DOCUMENT
★ ★ ★ ★ ★ ★ ★
Construction. Draw an angle D equal to the given angle, and take DE, DF equal to A and B. Join EF.

Proof. For the triangle DEF has DE, DF equal to the given lines A and B, and the included angle D equal to the given angle C.

Remark. In these problems we have found that one triangle and only one can be constructed to fulfil the conditions given. In other words, that with these data the triangle is determinate. Also we notice that in each case three elements in the triangle are data or given. We have given either the three sides, or two angles and the side adjacent to both, or two angles and a side opposite to one, or two sides and the included angle. And these cases correspond to the theorems proved above of the equality of triangles. For if only one triangle can be constructed so as to have its sides equal to three given lines, it is clear that if two triangles have the three sides of the one equal to the three sides of the other, these triangles must be identical, or be equal in all respects. And a similar remark may be made on the other cases we have considered.
★ ★ ★ ★ ★ ★ ★
LISTING
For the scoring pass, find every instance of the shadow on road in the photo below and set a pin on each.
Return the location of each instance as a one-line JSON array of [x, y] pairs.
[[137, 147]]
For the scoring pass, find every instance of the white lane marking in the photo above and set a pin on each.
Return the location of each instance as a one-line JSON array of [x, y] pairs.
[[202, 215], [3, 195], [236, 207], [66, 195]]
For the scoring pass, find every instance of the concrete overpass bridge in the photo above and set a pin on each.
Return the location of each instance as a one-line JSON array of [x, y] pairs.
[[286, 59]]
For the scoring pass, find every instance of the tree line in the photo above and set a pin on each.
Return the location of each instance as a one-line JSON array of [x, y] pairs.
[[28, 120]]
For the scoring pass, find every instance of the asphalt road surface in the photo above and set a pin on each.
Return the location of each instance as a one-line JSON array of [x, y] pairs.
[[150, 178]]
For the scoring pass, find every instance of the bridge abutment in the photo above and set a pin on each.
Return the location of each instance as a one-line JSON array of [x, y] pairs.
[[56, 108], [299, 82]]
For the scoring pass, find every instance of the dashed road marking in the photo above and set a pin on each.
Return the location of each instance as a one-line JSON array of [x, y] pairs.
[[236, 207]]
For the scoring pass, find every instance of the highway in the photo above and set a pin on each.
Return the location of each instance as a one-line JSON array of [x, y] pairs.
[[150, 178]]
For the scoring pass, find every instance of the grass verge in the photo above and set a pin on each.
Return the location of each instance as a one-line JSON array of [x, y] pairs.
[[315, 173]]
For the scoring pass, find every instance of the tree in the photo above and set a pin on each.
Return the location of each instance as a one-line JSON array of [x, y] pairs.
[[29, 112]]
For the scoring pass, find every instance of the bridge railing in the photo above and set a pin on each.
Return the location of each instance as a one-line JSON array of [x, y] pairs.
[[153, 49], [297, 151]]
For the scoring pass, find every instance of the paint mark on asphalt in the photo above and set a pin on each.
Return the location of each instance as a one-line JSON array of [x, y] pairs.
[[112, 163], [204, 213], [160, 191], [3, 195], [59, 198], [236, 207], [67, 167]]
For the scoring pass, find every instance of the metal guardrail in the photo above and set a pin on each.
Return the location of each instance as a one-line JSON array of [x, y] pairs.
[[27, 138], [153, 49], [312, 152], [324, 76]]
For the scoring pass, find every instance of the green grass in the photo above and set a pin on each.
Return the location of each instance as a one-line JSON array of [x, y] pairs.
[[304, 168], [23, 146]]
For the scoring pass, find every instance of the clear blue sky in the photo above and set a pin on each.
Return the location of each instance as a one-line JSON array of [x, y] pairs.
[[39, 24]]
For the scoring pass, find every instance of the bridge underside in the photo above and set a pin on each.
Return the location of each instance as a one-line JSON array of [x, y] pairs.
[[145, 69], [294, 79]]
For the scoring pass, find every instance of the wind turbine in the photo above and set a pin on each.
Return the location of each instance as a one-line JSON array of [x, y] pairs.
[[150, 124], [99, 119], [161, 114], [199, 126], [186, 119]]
★ ★ ★ ★ ★ ★ ★
REQUESTS
1. For each statement about the geometry passage, answer yes or no and quote the words that decide it.
(a) DE and DF are made equal to A and B.
(b) The remark says more than one triangle can be constructed from the given data.
(c) In each case, four elements of the triangle are given.
2. In the geometry passage, what is the included angle D of triangle DEF equal to?
3. Continue the geometry passage after its last sentence.
The entries come from a different source than the geometry passage.

RESPONSES
1.
(a) Yes: "take DE, DF equal to A and B."
(b) No: "one triangle and only one can be constructed to fulfil the conditions given."
(c) No: "three elements in the triangle are data or given."

2. It is equal to the given angle C.

3.
But there are cases in which the data may be insufficient to determine the triangle. For example, if only two sides are given, an

indefinite number of different triangles may be constructed to have these sides. Or if the three angles are given, their sum being equal to two right angles, an indefinite number of triangles may be constructed to have these three angles. And again it may be impossible to construct the triangle with the given data, as has been already shewn. In some cases moreover the solution is ambiguous, that is, there may be more than one triangle which fulfils the given conditions. The following is an important instance of this, and is usually called the ambiguous case, some consideration of which occurred in Theorem 20.

PROBLEM II.

To construct a triangle, having given two sides and an angle opposite to one of them.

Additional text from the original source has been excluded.